BEGIN Records for processing
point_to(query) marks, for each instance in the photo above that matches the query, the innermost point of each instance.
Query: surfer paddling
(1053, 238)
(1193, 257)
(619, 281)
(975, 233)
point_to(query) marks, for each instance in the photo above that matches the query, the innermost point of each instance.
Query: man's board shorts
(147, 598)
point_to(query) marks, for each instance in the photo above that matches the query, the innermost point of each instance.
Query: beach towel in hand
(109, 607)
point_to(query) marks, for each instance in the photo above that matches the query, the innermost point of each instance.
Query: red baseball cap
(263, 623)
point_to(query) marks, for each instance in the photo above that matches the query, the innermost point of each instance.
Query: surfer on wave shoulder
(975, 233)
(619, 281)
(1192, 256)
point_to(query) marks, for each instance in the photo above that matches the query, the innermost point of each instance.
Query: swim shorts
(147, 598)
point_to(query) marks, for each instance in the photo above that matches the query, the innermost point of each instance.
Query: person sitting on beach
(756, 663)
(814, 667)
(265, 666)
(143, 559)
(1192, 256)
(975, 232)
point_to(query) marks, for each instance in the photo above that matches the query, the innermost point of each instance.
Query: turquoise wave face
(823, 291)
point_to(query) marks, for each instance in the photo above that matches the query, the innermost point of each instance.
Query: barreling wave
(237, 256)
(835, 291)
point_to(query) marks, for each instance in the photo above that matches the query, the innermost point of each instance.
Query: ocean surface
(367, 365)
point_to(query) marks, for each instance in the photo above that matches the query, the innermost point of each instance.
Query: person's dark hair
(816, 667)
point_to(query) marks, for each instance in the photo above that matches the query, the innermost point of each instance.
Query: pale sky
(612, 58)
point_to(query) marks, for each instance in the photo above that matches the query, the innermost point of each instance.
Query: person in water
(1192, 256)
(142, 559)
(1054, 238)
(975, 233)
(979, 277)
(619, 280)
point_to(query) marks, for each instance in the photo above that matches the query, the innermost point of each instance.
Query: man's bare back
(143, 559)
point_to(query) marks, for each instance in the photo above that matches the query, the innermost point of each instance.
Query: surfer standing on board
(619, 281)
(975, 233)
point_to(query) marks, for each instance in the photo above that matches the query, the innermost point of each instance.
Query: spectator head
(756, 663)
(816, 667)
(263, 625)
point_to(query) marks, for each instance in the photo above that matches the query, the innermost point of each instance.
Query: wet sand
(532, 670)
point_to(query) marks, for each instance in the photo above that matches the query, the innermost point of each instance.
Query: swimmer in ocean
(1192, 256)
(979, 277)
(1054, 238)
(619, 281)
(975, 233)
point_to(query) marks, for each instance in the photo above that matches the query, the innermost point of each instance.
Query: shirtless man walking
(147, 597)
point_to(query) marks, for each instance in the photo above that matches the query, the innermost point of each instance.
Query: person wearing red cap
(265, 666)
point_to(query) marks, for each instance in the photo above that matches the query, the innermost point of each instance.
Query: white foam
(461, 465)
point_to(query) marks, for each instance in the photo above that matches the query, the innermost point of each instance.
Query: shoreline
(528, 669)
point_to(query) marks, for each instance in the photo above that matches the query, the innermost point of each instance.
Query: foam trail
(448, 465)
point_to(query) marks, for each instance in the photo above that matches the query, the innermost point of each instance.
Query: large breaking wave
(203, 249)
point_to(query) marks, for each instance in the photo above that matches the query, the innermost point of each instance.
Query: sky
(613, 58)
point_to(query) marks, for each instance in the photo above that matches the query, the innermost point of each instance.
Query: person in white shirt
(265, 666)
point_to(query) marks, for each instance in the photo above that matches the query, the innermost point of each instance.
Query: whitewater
END Records for processing
## Instructions for the task
Every line above should be duplicated exactly as it stands.

## Answer box
point_to(query) marks, for each instance in the photo above that matches the query, the innermost point of each instance.
Query: surfer paddling
(1053, 238)
(1193, 257)
(619, 281)
(975, 233)
point_to(query) marks, for each instance in the photo above that matches the query, the innermost point of each instance.
Query: man's board shorts
(147, 598)
point_to(query) marks, for each instance in the photo above that matches the query, the innermost point of each instance.
Query: beach towel in hand
(109, 607)
point_to(query) marks, for each instance in the photo above that matches the query, the innermost point of each instance.
Query: red baseball cap
(263, 623)
point_to(query) marks, for each instance in the photo above that matches the query, the innermost point of each instance.
Query: surfer on wave shoulder
(975, 233)
(619, 281)
(1192, 256)
point_to(query) marks, for each instance in the photo above that matches the query, the innermost point of each instance.
Query: swim shorts
(147, 598)
point_to(query) marks, for each instance in the photo above that matches the query, the innermost point of each instance.
Query: person sitting on beach
(756, 663)
(814, 667)
(265, 666)
(143, 559)
(1192, 256)
(975, 232)
point_to(query) marks, for each instance in the photo above that matches the query, the innermost point of each instance.
Query: turquoise wave face
(823, 291)
point_to(query) marks, for each instance in the photo above that matches the query, the innermost point of each instance.
Query: barreling wave
(237, 256)
(835, 291)
point_to(query) marks, for each instance in the photo above that matches the query, the innermost point of each instance.
Query: ocean surface
(367, 365)
point_to(query) marks, for each instance in the photo above that matches the query, the innermost point of each instance.
Query: person's dark hair
(816, 667)
point_to(query) marks, for each instance in the photo above that matches the query, the innermost point of each instance.
Query: pale sky
(612, 58)
point_to(query) marks, for each instance in the photo above that matches the query, the innermost point of each instance.
Query: person in water
(1192, 256)
(142, 559)
(1054, 238)
(975, 233)
(979, 277)
(619, 280)
point_to(query) marks, for each instance in the photo above that matches the query, the innermost point of each instance.
Query: man's bare back
(143, 559)
point_to(query) marks, for each instance in the photo above that matches the query, the innermost point of each instance.
Query: surfer standing on board
(619, 281)
(975, 233)
point_to(query) marks, for each instance in the photo above that matches the query, the innermost point of each instance.
Query: spectator head
(756, 663)
(816, 667)
(263, 625)
point_to(query) marks, for each instance in the photo above that matches the query, the innermost point of each instance.
Query: wet sand
(532, 670)
point_to(query) marks, for each instance in the photo above that matches the query, the innermost point of each instance.
Query: swimmer in ocean
(1192, 256)
(979, 277)
(1054, 238)
(619, 281)
(975, 233)
point_to(query) marks, for each instance in the photo above that matches the query, the innermost point of each instance.
Query: shirtless man walking
(147, 597)
point_to(query) marks, for each instance in the photo above that matches the query, the innermost point of each instance.
Query: person wearing red cap
(265, 666)
point_to(query) marks, for each instance in the photo above that matches the query, the innermost point of each instance.
Query: white foam
(461, 465)
point_to(query) marks, for each instance in the photo above that matches the query, the innermost point of each instance.
Query: shoreline
(528, 669)
point_to(query) marks, for each instance in the photo above that matches the query, the innermost point of each instance.
Query: foam trail
(448, 465)
point_to(query) marks, for each instance in the photo above that matches the query, the innermost point of each instance.
Query: large breaking wave
(203, 249)
point_to(query) marks, for each instance in the photo above that matches the query, the innermost point of each instance.
Query: sky
(613, 58)
point_to(query) marks, for each instance in the photo above that matches the query, the innermost point of each instance.
Query: person in white shirt
(265, 666)
point_to(query) marks, for each instance in the photo above that matches the query, the innermost point of each instance.
Query: whitewater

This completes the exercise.